# [DIRECTIONS FOR THIS TASK]
What's wanted is the full listing, reproduced exactly.

# [RECORDS PROVIDED]
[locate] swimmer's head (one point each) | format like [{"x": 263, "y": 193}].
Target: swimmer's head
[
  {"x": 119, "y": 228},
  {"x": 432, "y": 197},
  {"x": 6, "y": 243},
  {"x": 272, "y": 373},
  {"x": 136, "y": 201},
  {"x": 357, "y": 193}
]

# [ANSWER BOX]
[locate] swimmer's head (one point each) | format like [{"x": 263, "y": 193}].
Target: swimmer's head
[
  {"x": 119, "y": 228},
  {"x": 432, "y": 197},
  {"x": 6, "y": 243},
  {"x": 272, "y": 373},
  {"x": 136, "y": 201},
  {"x": 357, "y": 193}
]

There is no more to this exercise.